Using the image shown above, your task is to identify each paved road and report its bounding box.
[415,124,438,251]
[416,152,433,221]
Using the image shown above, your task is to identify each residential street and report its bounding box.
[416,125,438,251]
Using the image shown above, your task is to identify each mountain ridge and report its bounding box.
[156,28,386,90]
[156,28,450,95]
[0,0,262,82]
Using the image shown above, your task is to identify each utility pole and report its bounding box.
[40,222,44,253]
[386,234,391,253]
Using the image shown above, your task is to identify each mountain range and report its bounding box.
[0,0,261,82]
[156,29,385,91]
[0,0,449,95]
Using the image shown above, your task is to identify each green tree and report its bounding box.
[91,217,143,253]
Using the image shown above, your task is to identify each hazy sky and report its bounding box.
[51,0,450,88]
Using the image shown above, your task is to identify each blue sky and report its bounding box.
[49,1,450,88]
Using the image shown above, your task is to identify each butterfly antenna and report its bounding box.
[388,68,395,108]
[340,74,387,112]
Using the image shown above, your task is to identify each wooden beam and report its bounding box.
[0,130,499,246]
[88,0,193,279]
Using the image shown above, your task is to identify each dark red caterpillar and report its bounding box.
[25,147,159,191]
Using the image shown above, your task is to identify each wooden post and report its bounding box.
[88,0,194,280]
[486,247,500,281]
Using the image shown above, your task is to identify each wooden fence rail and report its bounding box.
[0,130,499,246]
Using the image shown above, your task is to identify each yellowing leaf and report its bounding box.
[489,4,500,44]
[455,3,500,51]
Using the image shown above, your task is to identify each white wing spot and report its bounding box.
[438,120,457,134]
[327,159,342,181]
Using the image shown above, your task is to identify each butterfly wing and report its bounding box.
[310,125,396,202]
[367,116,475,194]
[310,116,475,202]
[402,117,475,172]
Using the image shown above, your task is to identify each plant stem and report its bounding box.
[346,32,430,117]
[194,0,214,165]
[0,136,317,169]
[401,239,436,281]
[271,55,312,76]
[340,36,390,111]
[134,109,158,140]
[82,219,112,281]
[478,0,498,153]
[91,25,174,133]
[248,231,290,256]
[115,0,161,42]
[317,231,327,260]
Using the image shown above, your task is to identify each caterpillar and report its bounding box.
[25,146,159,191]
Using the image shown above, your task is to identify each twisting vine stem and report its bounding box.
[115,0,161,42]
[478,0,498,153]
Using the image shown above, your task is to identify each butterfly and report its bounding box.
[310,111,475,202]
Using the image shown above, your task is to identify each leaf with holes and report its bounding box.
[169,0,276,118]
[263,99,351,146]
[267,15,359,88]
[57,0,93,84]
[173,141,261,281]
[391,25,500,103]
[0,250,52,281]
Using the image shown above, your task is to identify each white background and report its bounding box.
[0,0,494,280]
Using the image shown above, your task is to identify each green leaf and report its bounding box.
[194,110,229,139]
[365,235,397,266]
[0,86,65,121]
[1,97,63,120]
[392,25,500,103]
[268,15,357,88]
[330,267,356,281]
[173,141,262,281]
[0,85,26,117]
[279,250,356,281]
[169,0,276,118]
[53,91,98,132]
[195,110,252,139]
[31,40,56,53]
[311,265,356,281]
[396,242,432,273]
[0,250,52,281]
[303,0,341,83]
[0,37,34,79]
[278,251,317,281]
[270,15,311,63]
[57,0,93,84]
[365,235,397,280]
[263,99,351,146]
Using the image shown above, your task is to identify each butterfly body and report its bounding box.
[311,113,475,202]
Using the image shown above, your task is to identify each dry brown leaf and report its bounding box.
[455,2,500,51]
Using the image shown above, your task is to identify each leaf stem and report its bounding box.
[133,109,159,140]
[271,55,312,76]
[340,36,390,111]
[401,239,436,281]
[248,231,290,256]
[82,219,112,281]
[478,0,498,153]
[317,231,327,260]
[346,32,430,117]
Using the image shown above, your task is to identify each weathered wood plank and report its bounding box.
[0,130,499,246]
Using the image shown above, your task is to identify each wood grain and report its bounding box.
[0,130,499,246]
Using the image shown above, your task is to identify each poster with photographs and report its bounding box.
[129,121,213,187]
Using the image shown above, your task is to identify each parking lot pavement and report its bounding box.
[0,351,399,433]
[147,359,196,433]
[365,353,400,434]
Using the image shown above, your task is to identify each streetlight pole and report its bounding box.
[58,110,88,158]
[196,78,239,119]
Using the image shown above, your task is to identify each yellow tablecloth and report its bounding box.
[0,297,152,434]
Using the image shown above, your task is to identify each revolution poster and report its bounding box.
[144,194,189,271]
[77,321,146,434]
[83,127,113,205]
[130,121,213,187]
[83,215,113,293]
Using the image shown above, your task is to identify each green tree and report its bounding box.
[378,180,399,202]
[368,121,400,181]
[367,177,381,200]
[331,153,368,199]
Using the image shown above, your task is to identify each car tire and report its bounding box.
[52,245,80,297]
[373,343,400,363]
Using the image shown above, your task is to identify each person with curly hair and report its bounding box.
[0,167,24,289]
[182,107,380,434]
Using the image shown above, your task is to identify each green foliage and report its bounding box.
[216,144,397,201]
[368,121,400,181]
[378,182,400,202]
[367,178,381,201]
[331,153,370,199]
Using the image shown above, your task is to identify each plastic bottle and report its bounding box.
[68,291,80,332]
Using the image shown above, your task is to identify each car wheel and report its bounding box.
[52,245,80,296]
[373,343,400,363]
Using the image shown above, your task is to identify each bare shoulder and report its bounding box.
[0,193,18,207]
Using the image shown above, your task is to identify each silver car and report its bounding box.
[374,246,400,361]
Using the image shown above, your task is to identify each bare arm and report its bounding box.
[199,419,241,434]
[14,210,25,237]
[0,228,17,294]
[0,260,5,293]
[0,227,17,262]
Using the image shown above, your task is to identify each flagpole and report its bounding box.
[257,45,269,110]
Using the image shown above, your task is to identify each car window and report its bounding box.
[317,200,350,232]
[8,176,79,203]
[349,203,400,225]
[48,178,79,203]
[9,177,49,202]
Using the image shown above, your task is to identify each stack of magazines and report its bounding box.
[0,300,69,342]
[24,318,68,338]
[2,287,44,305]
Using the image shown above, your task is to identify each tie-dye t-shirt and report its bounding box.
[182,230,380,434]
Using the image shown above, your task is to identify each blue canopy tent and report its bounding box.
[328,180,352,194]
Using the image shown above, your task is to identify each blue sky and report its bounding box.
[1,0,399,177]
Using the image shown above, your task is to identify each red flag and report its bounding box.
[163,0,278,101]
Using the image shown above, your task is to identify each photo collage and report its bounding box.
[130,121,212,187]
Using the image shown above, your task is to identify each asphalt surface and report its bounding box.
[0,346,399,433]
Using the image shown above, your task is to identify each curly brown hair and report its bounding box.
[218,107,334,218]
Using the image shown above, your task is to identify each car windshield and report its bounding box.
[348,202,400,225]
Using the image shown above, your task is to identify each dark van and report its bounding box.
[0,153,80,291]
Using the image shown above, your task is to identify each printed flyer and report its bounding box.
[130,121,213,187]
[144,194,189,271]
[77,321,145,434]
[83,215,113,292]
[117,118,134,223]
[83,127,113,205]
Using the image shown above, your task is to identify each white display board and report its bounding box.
━━━━━━━━━━━━━━━━━━━━━━━━━━━━━━
[About this task]: Would you retype the whole listing, exactly as it reads?

[Output of the task]:
Using the image shown above, your task is to identify each paved road and report its bounding box.
[415,124,438,251]
[416,152,433,221]
Using the image shown above, your task is to identify each residential street and report its bounding box.
[416,125,438,251]
Using the image shown above, your task is to identify each mountain ridge and report its bounding box.
[156,28,386,90]
[156,28,450,95]
[0,0,262,82]
Using the image shown above, your task is to identify each utility pole and report its bounding box.
[40,222,44,253]
[386,234,391,253]
Using the image shown above, your task is to identify each mountain range and report its bounding box.
[0,0,261,82]
[156,29,385,91]
[0,0,449,95]
Using the image shown above, your task is to identify each green tree and report its bounding box.
[91,217,143,253]
Using the image shown above, your task is to identify each hazy sky and report its bounding box.
[51,0,450,88]
Using the image shown above, your task is to identify each blue sky and report its bounding box.
[49,1,450,88]
Using the image shown above, your task is to identify each butterfly antenna and report its bounding box.
[388,68,395,108]
[340,74,387,112]
Using the image shown above, your task is to identify each wooden beam and report its bounding box.
[0,130,499,246]
[88,0,193,279]
Using the image shown above, your task is to identify each dark red caterpillar and report its bounding box.
[25,147,159,191]
Using the image shown above, your task is to identify each wooden post and report its bounding box.
[88,0,194,280]
[486,247,500,281]
Using the image shown above, your task is to identify each wooden fence rail and report its bounding box.
[0,130,499,246]
Using the image shown above, your task is to identify each yellowing leaf and report its bounding box.
[489,4,500,44]
[455,3,500,51]
Using the image shown above, your task is to identify each white wing spot and report its bounding box.
[438,120,457,134]
[327,159,342,181]
Using the image shown above, your task is to identify each butterfly wing and report its bounding box.
[310,125,396,202]
[367,116,475,194]
[310,116,475,202]
[402,117,475,172]
Using the image shown above, your task is to identify each plant stem and report its bounding box.
[346,32,430,117]
[194,0,214,165]
[0,136,317,169]
[401,239,436,281]
[271,55,312,76]
[340,36,390,111]
[134,109,158,140]
[82,219,112,281]
[478,0,498,153]
[91,25,174,133]
[248,231,290,256]
[115,0,161,42]
[317,231,327,260]
Using the image shown above, your task is to identify each caterpillar and report its bounding box.
[25,146,159,191]
Using the image shown above, your task is to identify each twisting vine stem and report its bounding box.
[115,0,161,42]
[478,0,498,153]
Using the image shown above, your task is to identify each butterfly and report its bounding box.
[310,111,475,202]
Using the image shown above, your task is to identify each leaf with holes and report its bounding box.
[169,0,276,118]
[263,99,351,146]
[267,15,359,88]
[57,0,93,84]
[173,141,261,281]
[391,25,500,103]
[0,250,52,281]
Using the image shown above, your task is to identify each white background and report its bounding box.
[0,0,494,280]
Using the image shown above, your task is to identify each green leaf and report its bounding box.
[194,110,229,139]
[365,235,397,266]
[0,86,65,121]
[1,97,63,120]
[392,25,500,103]
[268,15,357,88]
[330,267,356,281]
[173,141,262,281]
[0,85,26,117]
[279,250,356,281]
[169,0,276,118]
[53,91,98,132]
[195,110,252,139]
[31,40,56,53]
[311,265,356,281]
[396,242,432,273]
[0,250,52,281]
[303,0,341,83]
[0,37,34,79]
[278,251,317,281]
[270,15,311,63]
[57,0,93,84]
[365,235,397,280]
[263,99,351,146]
Using the image shown above, your task is to identify each butterfly body and report its bounding box.
[311,113,475,202]
Using the image shown above, your task is to identify each dry brown leaf and report its bounding box.
[455,2,500,51]
Using the image shown above, your task is to identify each leaf stem and report its bounding box.
[133,109,159,140]
[271,55,312,76]
[340,36,390,111]
[401,239,436,281]
[248,231,290,256]
[82,219,112,281]
[478,0,498,153]
[317,231,327,260]
[346,32,430,117]
Using the image shown above, your task is to identify each weathered wood plank and report its bounding box.
[0,130,499,246]
Using the image shown above, your task is to identify each wood grain and report its bounding box.
[0,130,499,246]
Using the image shown above, your task is to identify each poster with photographs and report its bounding box.
[129,121,213,187]
Using the image shown above, your task is to identify each parking lot pavement and report its bounding box.
[0,351,399,433]
[147,359,196,433]
[365,353,400,434]
Using the image shown above, your task is to identify each streetlight pole and report its bounding box.
[58,110,88,158]
[196,78,239,119]
Using the image shown above, your task is to identify each yellow tablecloth and report its bounding box.
[0,297,152,434]
Using the image shown above, your task is to identify each revolution poster and report its bounding box.
[144,194,189,271]
[77,321,146,434]
[83,127,113,205]
[130,121,213,187]
[83,215,113,293]
Using the image shown above, your task is to identify each green tree and report its bounding box.
[378,180,399,202]
[368,121,400,181]
[367,177,381,200]
[331,153,368,199]
Using the image shown above, your task is to identify each car tire and report its bounding box.
[52,245,80,297]
[373,343,400,363]
Using the image shown above, your task is to identify each person with curly hair and report its bounding box.
[0,167,24,289]
[182,107,380,434]
Using the image shown above, your task is to identify each green foliage and report its bounding box.
[216,144,397,201]
[368,121,400,181]
[378,182,400,202]
[367,178,381,201]
[331,153,370,199]
Using the image shown above, your task is to identify each plastic bottle and report its bounding box.
[68,291,80,332]
Using the image shown above, your task is to identify each car wheel and report its bounding box.
[52,245,80,296]
[373,343,400,363]
Using the image shown above, your task is to identify each bare shoulder and report its bounding box.
[0,193,18,207]
Using the image shown above, your task is to identify each silver car and report its bounding box.
[374,246,400,361]
Using the image shown above, your task is to identify each bare arm and report its bounding box.
[199,419,241,434]
[14,210,25,237]
[0,228,17,294]
[0,260,5,293]
[0,227,17,262]
Using the image shown above, your task is to identify each flagpole and report its bounding box.
[257,45,269,110]
Using the image shown above, your task is to identify each car window and report its bounding box.
[317,200,350,232]
[8,176,79,203]
[349,203,400,225]
[48,178,79,203]
[9,177,49,202]
Using the image shown above, your task is to identify each stack of magazines and report its bounding box.
[0,300,69,342]
[24,318,68,338]
[2,287,44,305]
Using the image shown above, your task is to identify each tie-dye t-shirt and report its bounding box.
[182,230,380,434]
Using the image shown above, your task is to identify each blue canopy tent and report its bounding box.
[328,180,352,194]
Using the image shown above, your task is to identify each blue sky and report its bounding box.
[1,0,399,177]
Using the image shown above, your task is to identify each red flag and report its bounding box.
[163,0,278,101]
Using the image shown above, your task is to identify each photo collage and report its bounding box.
[130,121,212,187]
Using the image shown above, your task is to identify each asphalt surface and report its bounding box.
[0,346,399,433]
Using the image shown above, your task is to identify each curly brown hair and report its bounding box.
[218,107,334,218]
Using the image shown above, your task is to identify each car windshield and report its bounding box.
[348,202,400,225]
Using the image shown above, your task is to identify each dark van and report its bounding box.
[0,153,80,291]
Using the image shown above, your task is to identify each printed flyer and report its bounding box.
[130,121,213,187]
[144,194,189,271]
[77,321,145,434]
[83,215,113,292]
[117,118,134,223]
[83,127,113,205]
Using the image shown above, your task is to identify each white display board and report its bounding box.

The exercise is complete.